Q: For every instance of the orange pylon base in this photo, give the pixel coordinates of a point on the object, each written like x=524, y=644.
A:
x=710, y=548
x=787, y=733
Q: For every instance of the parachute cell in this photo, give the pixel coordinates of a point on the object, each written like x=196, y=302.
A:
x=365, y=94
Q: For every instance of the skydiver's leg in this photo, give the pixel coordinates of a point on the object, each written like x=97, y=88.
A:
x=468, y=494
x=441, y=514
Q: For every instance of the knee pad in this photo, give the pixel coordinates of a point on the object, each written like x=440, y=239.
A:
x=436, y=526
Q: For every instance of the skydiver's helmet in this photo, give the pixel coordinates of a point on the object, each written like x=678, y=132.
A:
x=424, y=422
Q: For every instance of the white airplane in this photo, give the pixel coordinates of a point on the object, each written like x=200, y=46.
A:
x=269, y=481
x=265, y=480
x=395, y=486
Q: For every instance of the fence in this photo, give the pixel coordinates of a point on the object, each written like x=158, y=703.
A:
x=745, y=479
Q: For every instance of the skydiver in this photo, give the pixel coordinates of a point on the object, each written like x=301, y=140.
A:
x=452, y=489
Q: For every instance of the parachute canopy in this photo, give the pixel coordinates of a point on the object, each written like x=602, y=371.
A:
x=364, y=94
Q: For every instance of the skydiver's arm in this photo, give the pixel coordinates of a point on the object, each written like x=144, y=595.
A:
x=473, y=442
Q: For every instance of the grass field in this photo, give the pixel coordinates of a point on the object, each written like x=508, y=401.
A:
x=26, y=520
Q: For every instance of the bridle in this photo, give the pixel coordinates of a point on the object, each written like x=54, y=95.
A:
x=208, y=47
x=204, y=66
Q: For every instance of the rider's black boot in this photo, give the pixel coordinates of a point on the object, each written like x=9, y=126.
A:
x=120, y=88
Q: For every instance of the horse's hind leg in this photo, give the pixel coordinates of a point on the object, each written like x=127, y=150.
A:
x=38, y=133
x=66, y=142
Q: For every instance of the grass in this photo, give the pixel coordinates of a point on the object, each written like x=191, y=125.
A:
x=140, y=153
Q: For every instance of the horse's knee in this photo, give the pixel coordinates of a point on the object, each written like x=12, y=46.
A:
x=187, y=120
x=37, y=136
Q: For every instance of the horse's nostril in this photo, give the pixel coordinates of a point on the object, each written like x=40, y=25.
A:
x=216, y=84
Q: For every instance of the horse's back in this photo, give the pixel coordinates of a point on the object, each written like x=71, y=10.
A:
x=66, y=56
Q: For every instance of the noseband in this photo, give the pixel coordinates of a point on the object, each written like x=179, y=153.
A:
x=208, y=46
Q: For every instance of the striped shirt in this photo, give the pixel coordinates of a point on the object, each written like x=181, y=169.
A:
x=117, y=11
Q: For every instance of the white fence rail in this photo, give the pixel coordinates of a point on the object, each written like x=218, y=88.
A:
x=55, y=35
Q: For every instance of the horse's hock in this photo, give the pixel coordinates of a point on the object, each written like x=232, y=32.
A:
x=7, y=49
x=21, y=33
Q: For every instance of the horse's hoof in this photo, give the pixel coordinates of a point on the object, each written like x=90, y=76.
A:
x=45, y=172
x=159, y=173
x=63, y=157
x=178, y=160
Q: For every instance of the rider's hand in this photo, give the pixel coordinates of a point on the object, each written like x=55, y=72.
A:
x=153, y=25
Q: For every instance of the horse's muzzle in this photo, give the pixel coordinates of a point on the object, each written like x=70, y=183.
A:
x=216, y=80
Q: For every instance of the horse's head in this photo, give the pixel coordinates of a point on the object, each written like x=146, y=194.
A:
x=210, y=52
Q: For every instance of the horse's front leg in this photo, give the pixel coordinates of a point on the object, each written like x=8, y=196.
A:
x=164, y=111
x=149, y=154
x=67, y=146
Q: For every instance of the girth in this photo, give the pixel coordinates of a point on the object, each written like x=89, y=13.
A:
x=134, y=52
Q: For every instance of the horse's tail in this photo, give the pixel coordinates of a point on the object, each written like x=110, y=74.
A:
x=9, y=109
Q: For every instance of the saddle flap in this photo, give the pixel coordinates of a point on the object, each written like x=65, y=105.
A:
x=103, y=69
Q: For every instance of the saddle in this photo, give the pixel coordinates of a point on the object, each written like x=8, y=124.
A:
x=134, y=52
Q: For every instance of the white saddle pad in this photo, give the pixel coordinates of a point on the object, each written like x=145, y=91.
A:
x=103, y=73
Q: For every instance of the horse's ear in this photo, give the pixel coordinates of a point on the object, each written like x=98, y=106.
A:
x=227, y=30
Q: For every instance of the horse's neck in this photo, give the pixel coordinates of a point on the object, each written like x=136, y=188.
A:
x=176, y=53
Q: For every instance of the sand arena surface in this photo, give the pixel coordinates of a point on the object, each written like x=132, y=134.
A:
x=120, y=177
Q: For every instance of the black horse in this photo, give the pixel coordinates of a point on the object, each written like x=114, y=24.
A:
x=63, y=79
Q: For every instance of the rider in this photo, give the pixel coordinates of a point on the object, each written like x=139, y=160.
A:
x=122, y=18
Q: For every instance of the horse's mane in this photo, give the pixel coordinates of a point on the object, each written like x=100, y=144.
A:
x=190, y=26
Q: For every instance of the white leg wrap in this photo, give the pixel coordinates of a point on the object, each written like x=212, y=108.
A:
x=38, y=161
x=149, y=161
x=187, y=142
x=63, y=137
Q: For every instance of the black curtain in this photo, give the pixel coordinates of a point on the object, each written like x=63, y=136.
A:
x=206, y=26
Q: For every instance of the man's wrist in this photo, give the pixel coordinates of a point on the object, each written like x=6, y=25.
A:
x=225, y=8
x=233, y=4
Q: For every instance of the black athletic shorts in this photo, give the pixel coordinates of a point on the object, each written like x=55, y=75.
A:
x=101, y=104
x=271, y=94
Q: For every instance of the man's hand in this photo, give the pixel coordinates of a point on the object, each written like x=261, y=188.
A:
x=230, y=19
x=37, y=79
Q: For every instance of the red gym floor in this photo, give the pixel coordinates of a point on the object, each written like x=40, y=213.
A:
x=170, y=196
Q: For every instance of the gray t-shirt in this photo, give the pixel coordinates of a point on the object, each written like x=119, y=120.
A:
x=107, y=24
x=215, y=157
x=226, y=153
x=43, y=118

TASK PROMPT
Show every line from the entries above in which the word "grass" appears.

WRITTEN RESPONSE
Q: For every instance of the grass field in this photo, give the pixel coordinates of a point on the object, each written like x=508, y=401.
Q: For every instance of the grass in this photo, give the pixel coordinates of a point on the object, each written like x=191, y=125.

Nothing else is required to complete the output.